Pick out each line in the data below that contains the string "young", and copy those lines in full.

═════ RECORDS SUPPLIED ═════

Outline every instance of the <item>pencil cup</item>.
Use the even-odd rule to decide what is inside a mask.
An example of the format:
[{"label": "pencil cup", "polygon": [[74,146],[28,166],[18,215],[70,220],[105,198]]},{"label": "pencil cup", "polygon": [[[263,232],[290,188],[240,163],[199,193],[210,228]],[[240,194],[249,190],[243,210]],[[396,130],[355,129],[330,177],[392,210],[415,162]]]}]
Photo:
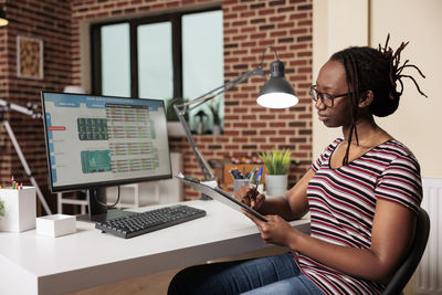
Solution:
[{"label": "pencil cup", "polygon": [[242,186],[248,186],[249,179],[233,179],[233,194],[240,190]]},{"label": "pencil cup", "polygon": [[23,232],[35,228],[35,188],[23,187],[0,189],[3,215],[0,217],[0,231]]}]

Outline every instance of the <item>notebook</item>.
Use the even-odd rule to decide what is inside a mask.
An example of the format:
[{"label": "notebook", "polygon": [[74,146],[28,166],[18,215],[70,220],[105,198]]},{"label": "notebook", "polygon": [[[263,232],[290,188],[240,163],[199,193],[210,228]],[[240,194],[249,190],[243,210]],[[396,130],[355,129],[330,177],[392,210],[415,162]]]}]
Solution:
[{"label": "notebook", "polygon": [[181,173],[176,176],[176,178],[178,178],[179,180],[181,180],[186,185],[191,186],[196,190],[201,191],[203,194],[209,196],[213,200],[222,202],[222,203],[229,206],[230,208],[232,208],[234,210],[238,210],[238,211],[244,210],[244,211],[248,211],[249,213],[253,214],[254,217],[261,219],[262,221],[265,221],[265,222],[269,221],[261,213],[259,213],[257,211],[253,210],[249,206],[238,201],[233,196],[231,196],[230,193],[221,190],[218,187],[206,185],[204,182],[200,182],[198,179],[185,177]]}]

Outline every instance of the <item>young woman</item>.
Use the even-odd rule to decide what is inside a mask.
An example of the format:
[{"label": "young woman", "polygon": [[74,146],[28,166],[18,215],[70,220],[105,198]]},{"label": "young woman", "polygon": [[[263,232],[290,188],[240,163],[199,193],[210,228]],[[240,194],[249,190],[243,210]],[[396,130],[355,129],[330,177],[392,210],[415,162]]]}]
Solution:
[{"label": "young woman", "polygon": [[[422,199],[412,152],[380,128],[375,116],[398,108],[400,53],[349,48],[320,69],[311,95],[319,119],[340,127],[335,139],[286,196],[265,199],[243,187],[236,198],[266,214],[245,213],[267,243],[293,252],[249,261],[198,265],[178,273],[169,294],[379,294],[407,255]],[[422,75],[423,76],[423,75]],[[399,91],[398,91],[399,87]],[[285,220],[311,212],[312,233]]]}]

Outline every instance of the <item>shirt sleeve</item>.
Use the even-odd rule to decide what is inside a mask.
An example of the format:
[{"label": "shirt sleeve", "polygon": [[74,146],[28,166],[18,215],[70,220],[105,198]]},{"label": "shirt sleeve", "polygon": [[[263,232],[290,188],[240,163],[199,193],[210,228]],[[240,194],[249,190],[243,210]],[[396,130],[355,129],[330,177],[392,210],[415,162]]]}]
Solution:
[{"label": "shirt sleeve", "polygon": [[422,201],[422,181],[418,161],[411,156],[393,159],[378,179],[377,199],[392,201],[419,213]]}]

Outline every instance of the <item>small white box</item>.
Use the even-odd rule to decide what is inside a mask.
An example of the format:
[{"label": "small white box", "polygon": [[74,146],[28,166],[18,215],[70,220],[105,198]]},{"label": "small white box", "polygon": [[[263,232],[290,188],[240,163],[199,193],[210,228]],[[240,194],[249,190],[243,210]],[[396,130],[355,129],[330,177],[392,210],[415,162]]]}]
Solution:
[{"label": "small white box", "polygon": [[23,232],[35,228],[35,188],[0,189],[4,215],[0,217],[0,231]]},{"label": "small white box", "polygon": [[49,236],[60,236],[76,231],[76,218],[66,214],[53,214],[36,219],[36,233]]}]

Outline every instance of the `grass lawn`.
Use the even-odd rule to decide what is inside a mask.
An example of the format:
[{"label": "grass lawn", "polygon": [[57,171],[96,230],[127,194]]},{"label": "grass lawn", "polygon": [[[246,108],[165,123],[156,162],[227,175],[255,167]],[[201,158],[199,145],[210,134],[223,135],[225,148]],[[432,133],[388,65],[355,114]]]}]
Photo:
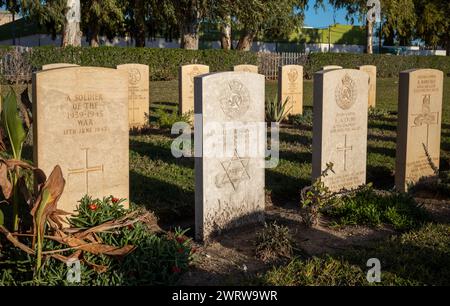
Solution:
[{"label": "grass lawn", "polygon": [[[305,110],[312,108],[312,81],[304,84]],[[379,79],[377,108],[386,114],[369,120],[367,181],[376,188],[394,187],[397,79]],[[277,83],[266,83],[266,97],[277,92]],[[151,82],[150,119],[158,108],[177,109],[177,81]],[[445,79],[441,142],[442,170],[450,169],[450,78]],[[388,113],[389,112],[389,113]],[[194,215],[194,160],[174,158],[169,131],[135,135],[130,139],[131,200],[154,210],[165,220],[170,216]],[[266,190],[275,204],[299,200],[299,190],[310,184],[311,128],[283,128],[280,131],[280,163],[266,170]],[[170,196],[168,196],[170,195]],[[169,219],[167,219],[168,221]]]},{"label": "grass lawn", "polygon": [[[450,170],[450,78],[445,78],[441,161],[442,171]],[[158,108],[177,109],[177,81],[152,82],[152,113]],[[312,81],[304,83],[304,108],[312,110]],[[381,116],[369,119],[367,181],[381,190],[394,187],[397,120],[397,79],[379,79],[377,109]],[[266,83],[266,98],[277,92],[276,82]],[[177,219],[193,228],[194,160],[175,159],[169,131],[131,137],[131,199],[153,210],[162,223]],[[298,205],[299,191],[310,184],[312,130],[286,127],[280,131],[280,163],[266,170],[266,193],[276,206]],[[448,196],[448,195],[447,195]],[[187,220],[187,221],[186,221]],[[274,265],[258,273],[250,283],[265,285],[367,285],[366,261],[383,263],[382,284],[449,284],[450,245],[447,224],[425,222],[422,227],[377,240],[365,248],[350,248],[338,254],[297,257],[288,264]],[[191,233],[192,234],[192,233]],[[300,244],[301,248],[302,245]]]}]

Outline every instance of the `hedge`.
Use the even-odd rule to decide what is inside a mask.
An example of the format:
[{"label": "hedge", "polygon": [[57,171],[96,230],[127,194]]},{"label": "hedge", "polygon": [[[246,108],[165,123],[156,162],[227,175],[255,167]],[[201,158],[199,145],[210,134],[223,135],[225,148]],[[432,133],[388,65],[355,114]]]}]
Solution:
[{"label": "hedge", "polygon": [[[0,53],[9,48],[0,48]],[[150,66],[152,81],[177,78],[178,67],[199,63],[210,66],[210,71],[229,71],[238,64],[258,64],[255,52],[226,51],[220,49],[183,50],[162,48],[125,47],[34,47],[30,56],[34,70],[49,63],[73,63],[82,66],[115,67],[125,63],[141,63]],[[412,68],[434,68],[450,76],[450,56],[399,56],[391,54],[369,55],[350,53],[311,53],[304,65],[305,77],[311,79],[314,72],[325,65],[356,68],[360,65],[375,65],[378,77],[398,77],[400,71]]]},{"label": "hedge", "polygon": [[36,47],[33,48],[31,64],[36,69],[49,63],[72,63],[82,66],[116,67],[120,64],[139,63],[149,65],[152,81],[176,79],[178,67],[185,64],[204,64],[210,71],[232,70],[239,64],[258,62],[254,52],[210,50],[183,50],[160,48],[124,47]]}]

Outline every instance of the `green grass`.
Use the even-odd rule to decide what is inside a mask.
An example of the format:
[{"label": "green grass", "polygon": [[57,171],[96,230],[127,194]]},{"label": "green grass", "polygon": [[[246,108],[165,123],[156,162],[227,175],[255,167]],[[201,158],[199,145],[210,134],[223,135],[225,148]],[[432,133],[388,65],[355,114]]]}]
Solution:
[{"label": "green grass", "polygon": [[[367,181],[375,188],[394,187],[395,137],[398,83],[396,79],[379,79],[377,109],[381,117],[369,120],[367,148]],[[277,92],[277,83],[266,82],[266,98]],[[304,82],[304,106],[312,109],[312,81]],[[150,83],[150,119],[155,121],[157,109],[177,110],[177,81]],[[445,78],[441,137],[442,170],[450,169],[450,78]],[[175,136],[169,131],[131,137],[131,199],[163,217],[193,216],[194,162],[176,159],[170,153]],[[280,163],[266,169],[266,191],[275,204],[298,202],[299,191],[311,182],[310,127],[282,128],[280,131]],[[151,189],[148,186],[152,186]],[[163,188],[163,189],[161,189]],[[170,194],[170,197],[167,196]]]},{"label": "green grass", "polygon": [[450,226],[428,224],[363,249],[337,255],[296,258],[252,279],[277,286],[367,286],[369,258],[381,264],[379,285],[448,285],[450,283]]},{"label": "green grass", "polygon": [[392,225],[396,230],[410,230],[429,220],[427,211],[408,194],[377,194],[364,188],[354,195],[334,201],[324,213],[337,225]]}]

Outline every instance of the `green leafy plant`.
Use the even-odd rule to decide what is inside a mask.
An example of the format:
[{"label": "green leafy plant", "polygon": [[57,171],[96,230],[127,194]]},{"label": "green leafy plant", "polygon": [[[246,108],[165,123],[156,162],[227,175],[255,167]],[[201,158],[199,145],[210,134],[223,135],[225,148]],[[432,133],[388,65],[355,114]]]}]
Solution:
[{"label": "green leafy plant", "polygon": [[276,222],[264,224],[264,229],[256,235],[256,256],[263,261],[280,257],[291,258],[294,240],[289,228]]},{"label": "green leafy plant", "polygon": [[[20,161],[22,158],[22,146],[27,137],[19,116],[16,94],[12,91],[2,98],[1,124],[11,147],[11,155],[14,160]],[[0,174],[3,181],[0,182],[5,198],[12,202],[12,228],[19,229],[19,178],[21,176],[20,167],[8,168],[5,163],[0,166]]]},{"label": "green leafy plant", "polygon": [[[29,272],[38,260],[24,251],[32,237],[16,241],[19,248],[4,244],[0,237],[5,246],[0,249],[0,285],[174,284],[195,258],[187,230],[164,232],[153,214],[125,209],[123,203],[113,196],[85,196],[68,219],[69,228],[54,229],[47,223],[41,273]],[[66,279],[68,258],[80,261],[80,283]]]},{"label": "green leafy plant", "polygon": [[156,124],[164,129],[172,128],[173,124],[176,122],[186,122],[190,124],[192,121],[192,112],[179,115],[177,112],[168,112],[167,110],[159,108],[156,110],[155,116],[157,117]]},{"label": "green leafy plant", "polygon": [[266,101],[266,121],[267,122],[281,122],[286,119],[292,107],[288,107],[289,97],[285,101],[279,101],[278,95],[273,99]]},{"label": "green leafy plant", "polygon": [[392,115],[385,109],[370,106],[368,110],[368,118],[369,120],[386,120],[386,118],[392,118]]},{"label": "green leafy plant", "polygon": [[333,172],[333,163],[327,163],[327,167],[322,171],[311,186],[302,189],[300,196],[300,208],[302,220],[306,226],[315,226],[319,220],[320,209],[332,198],[332,193],[323,183],[323,178]]},{"label": "green leafy plant", "polygon": [[313,112],[311,109],[305,109],[303,114],[289,115],[288,118],[293,125],[312,128]]}]

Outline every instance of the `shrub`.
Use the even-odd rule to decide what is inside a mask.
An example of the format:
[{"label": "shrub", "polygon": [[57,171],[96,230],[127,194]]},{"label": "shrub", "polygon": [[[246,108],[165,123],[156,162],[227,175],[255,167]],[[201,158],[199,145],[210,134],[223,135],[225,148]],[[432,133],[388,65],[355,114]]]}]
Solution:
[{"label": "shrub", "polygon": [[179,115],[177,112],[169,112],[158,108],[155,111],[156,125],[163,129],[170,129],[176,122],[191,123],[191,114],[192,112]]},{"label": "shrub", "polygon": [[[70,219],[72,226],[88,228],[106,221],[124,218],[130,213],[121,205],[122,200],[112,196],[102,200],[84,197],[76,215]],[[0,285],[155,285],[174,284],[188,269],[193,259],[191,241],[185,231],[154,233],[144,221],[125,227],[96,233],[103,244],[122,248],[133,245],[135,249],[125,256],[108,256],[83,252],[81,282],[70,283],[66,276],[67,265],[47,257],[40,273],[33,277],[35,257],[19,251],[0,237]],[[52,251],[64,246],[45,239],[43,249]],[[64,256],[76,250],[65,251]]]},{"label": "shrub", "polygon": [[276,260],[279,257],[291,258],[293,244],[289,228],[276,222],[264,224],[264,229],[256,236],[256,256],[263,261]]},{"label": "shrub", "polygon": [[344,195],[323,213],[340,225],[380,226],[390,224],[396,230],[410,230],[429,220],[426,210],[414,198],[404,193],[378,194],[365,186],[353,194]]},{"label": "shrub", "polygon": [[303,114],[289,115],[289,122],[293,125],[312,128],[313,112],[312,109],[305,109]]},{"label": "shrub", "polygon": [[257,54],[235,50],[184,50],[166,48],[122,47],[35,47],[31,64],[36,69],[49,63],[73,63],[82,66],[115,68],[126,63],[149,65],[152,81],[174,80],[178,67],[185,64],[204,64],[210,71],[229,71],[238,64],[257,64]]}]

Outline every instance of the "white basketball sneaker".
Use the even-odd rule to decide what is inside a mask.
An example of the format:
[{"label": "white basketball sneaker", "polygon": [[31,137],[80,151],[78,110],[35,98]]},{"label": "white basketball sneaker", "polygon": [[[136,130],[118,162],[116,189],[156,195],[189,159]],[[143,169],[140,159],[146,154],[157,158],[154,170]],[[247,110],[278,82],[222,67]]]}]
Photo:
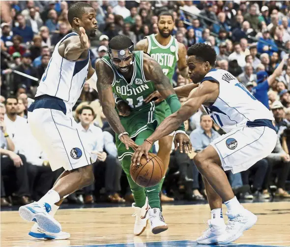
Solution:
[{"label": "white basketball sneaker", "polygon": [[43,204],[33,202],[19,208],[19,214],[21,218],[28,221],[34,221],[38,226],[46,231],[58,233],[61,231],[60,224],[48,213],[51,207],[48,203]]},{"label": "white basketball sneaker", "polygon": [[168,226],[164,221],[160,209],[151,208],[149,210],[148,213],[149,213],[149,220],[151,222],[151,230],[152,233],[158,234],[168,229]]},{"label": "white basketball sneaker", "polygon": [[219,236],[227,233],[227,226],[223,219],[222,220],[207,220],[208,228],[203,233],[203,235],[196,240],[198,244],[201,245],[210,245],[217,244]]},{"label": "white basketball sneaker", "polygon": [[28,235],[37,239],[50,239],[54,240],[67,239],[70,237],[70,234],[68,232],[60,231],[58,233],[51,233],[46,232],[38,227],[37,223],[35,223],[32,226]]},{"label": "white basketball sneaker", "polygon": [[132,216],[135,217],[135,223],[134,226],[134,234],[135,235],[140,235],[144,231],[147,226],[148,220],[148,210],[150,208],[148,203],[148,198],[146,197],[145,205],[142,208],[135,206],[135,203],[132,204],[132,207],[134,209],[135,213]]},{"label": "white basketball sneaker", "polygon": [[227,212],[227,215],[229,218],[227,233],[218,237],[218,244],[220,245],[227,245],[235,241],[243,235],[243,232],[252,227],[257,220],[256,215],[244,208],[238,214]]}]

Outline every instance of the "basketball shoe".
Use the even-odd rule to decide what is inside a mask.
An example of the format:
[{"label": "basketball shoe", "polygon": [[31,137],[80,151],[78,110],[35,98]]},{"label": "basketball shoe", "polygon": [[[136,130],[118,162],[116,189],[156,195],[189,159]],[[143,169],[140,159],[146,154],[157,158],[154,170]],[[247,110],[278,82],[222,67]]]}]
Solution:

═════

**ANSWER TO THE TASK:**
Outline every instance of the <item>young woman</item>.
[{"label": "young woman", "polygon": [[74,146],[28,166],[18,215],[70,220],[105,198]]},{"label": "young woman", "polygon": [[[263,232],[290,188],[240,163],[199,193],[210,228]],[[240,194],[249,190],[243,210]],[[396,130],[355,129],[330,177],[392,210],[415,162]]]}]
[{"label": "young woman", "polygon": [[[422,199],[412,152],[380,128],[375,116],[398,108],[400,53],[349,48],[320,69],[311,95],[319,119],[340,127],[335,139],[286,196],[265,199],[243,187],[236,198],[266,214],[245,213],[267,243],[293,252],[249,261],[198,265],[178,273],[169,294],[379,294],[407,255]],[[422,75],[423,76],[423,75]],[[399,91],[398,91],[399,87]],[[285,220],[311,212],[312,233]]]}]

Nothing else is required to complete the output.